▸ **EXCERPTED TEXT**:
October 25, 2008
Okay, I am really sorry. I know I haven’t talked much lately about my own writing. Please, you get no argument from me. I know I said this blog was about my writing and my writing tips. Lately, I have been all about writing and teaching tips and not so much my personal writing. I don’t have an excuse, but I do have an explanation.
Ever since the writing conference, I started revamping my own webblog (www.mwittle.wordpress.com). My theory with having that blog was to just let that be a place for my rejection letters. But then I got jealous. Everyone on the blogging panel had a blog and I didn’t. I mean, I have this one and believe me I love writing about writing. However, they had blogs that they just wrote about what was on their minds. I wanted that, too.
So, I went back into my webblog and started just emptying my thoughts. I am having a lot of fun and it is like training for memoir writing for me. Of course I am sticking to the strict diet of writing everyday and picking something funny to write on. Because I know I want to be the writer that tells funny stories like David Sedaris, this blog is really good practice for me.
But, I will admit, it is taking a chunk of my time. I log into my blog every hour to see if any new people have “come to call.” As of yet, I am still comment free and hating it. From writing this writing blog, I have learned that just because you post something doesn’t mean that fifty million people will show up that day to read it and comment. Sometimes it takes my blogs a few days on the web before people come to read it. Sure, I want to get to the point where it’s posted and everyone rushes to read it. I can wait though. Hell, in the height of the Cabbage Patch Kid Doll craze, I was willing to wait forever for my Polly Ann doll. My mom was the one who couldn’t wait until Christmas to tell me she got it for me. I have mentioned my mom was odd, right?
Again, I am sorry for neglecting you. I promise that I will be more vigilant with my blogs. Keep in mind that I am working on the compare and contrast teaching blog now (okay, not right this very second, but after I proof this blog and post it, I will be writing that one) so, I haven’t forgotten to do what you asked me to do.
If you are seriously going through Michelle Wittle withdraw, then remember you have options. I am on twitter and you can read my other blog. Okay? Good.
October 23, 2008
That’s right, I am on twitter. It truly is the most addicting thing on the web. I check it like twenty-five times a day and I post notes about twenty times a day. If you don’t have a twitter account, I suggest that you get one.
What’s that? You don’t know what twitter is? Let me enlighten you on this new social network on the web.
Twitter is basically like a myspace or facebook. The thing that makes it stand out is that the whole premise is that you tell people what you are doing and then you can follow people and they can follow you. It’s nice because it is like posting a bulletin on myspace or updating your status on facebook. Your profile is only three questions and you can add a cute little pic of yourself or your dog (whatever you do, that’s your business).
They give you 140 characters to let everyone know what you are up to that day. You know how you are walking around the house, having an A.D.D. moment and this cool thought pops in your head? You think, I don’t want to deal with myspace or facebook, I just want to share this cool thought. Well, enter twitter.

Dataset rows on where objects appear
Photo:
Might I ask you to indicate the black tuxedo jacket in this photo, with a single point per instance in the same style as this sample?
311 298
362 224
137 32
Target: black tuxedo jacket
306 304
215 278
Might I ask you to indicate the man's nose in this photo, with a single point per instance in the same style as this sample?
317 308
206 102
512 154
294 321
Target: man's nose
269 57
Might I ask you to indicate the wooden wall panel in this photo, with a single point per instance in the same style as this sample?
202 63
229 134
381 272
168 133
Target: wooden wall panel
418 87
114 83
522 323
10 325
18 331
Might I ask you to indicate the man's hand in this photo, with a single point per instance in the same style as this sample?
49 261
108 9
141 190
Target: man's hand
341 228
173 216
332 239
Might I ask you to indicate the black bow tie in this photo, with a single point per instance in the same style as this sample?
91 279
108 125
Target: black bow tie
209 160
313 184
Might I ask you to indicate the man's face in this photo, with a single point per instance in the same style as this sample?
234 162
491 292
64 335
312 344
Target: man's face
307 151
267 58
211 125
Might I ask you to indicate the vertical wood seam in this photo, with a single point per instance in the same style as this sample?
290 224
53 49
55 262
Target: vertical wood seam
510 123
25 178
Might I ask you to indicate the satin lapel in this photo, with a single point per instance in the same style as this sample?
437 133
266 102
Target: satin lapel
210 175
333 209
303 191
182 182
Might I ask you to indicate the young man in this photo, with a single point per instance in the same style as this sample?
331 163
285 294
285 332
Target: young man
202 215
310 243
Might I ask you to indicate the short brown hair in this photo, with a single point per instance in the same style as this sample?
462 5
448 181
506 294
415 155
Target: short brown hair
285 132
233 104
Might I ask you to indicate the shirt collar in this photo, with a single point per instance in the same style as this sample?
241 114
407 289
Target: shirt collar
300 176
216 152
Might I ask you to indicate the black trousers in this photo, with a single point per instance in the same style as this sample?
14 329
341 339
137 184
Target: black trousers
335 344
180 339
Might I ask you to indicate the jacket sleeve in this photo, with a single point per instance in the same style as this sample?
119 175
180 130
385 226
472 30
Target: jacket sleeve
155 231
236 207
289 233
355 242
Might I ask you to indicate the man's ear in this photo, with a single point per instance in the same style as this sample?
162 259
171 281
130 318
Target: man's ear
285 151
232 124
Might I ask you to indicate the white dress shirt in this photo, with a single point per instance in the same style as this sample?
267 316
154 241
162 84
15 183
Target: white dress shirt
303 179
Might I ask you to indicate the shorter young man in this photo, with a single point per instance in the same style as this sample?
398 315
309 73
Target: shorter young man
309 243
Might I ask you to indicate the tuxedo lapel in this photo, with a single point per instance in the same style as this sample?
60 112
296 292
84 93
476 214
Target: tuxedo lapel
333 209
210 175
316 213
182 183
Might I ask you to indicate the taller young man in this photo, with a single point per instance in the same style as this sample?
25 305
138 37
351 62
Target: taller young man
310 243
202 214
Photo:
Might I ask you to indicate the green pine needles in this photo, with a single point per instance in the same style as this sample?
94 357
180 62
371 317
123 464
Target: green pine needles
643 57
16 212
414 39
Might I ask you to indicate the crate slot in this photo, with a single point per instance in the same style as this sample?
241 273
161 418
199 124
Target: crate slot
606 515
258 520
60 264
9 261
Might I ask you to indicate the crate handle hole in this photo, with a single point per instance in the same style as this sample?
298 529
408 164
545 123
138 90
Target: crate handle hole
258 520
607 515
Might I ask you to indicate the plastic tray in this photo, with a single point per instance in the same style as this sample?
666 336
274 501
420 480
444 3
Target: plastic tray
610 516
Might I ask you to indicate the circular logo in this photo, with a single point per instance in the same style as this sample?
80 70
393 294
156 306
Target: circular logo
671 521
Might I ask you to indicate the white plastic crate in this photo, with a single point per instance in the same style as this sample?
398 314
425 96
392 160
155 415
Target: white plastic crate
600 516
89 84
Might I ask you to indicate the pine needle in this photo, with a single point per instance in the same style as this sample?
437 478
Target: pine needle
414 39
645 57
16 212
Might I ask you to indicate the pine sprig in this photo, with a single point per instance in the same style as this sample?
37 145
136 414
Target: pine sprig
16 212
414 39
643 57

▸ **PROMPT 1**:
According to the blog posts, how many characters does twitter give you to tell everyone what you are up to that day?
▸ **PROMPT 2**:
Please copy the passage of the blog posts word for word, from "October 25, 2008" to "wanted that, too.".

▸ **OUTPUT 1**:
140 characters.

▸ **OUTPUT 2**:
October 25, 2008
Okay, I am really sorry. I know I haven’t talked much lately about my own writing. Please, you get no argument from me. I know I said this blog was about my writing and my writing tips. Lately, I have been all about writing and teaching tips and not so much my personal writing. I don’t have an excuse, but I do have an explanation.
Ever since the writing conference, I started revamping my own webblog (www.mwittle.wordpress.com). My theory with having that blog was to just let that be a place for my rejection letters. But then I got jealous. Everyone on the blogging panel had a blog and I didn’t. I mean, I have this one and believe me I love writing about writing. However, they had blogs that they just wrote about what was on their minds. I wanted that, too.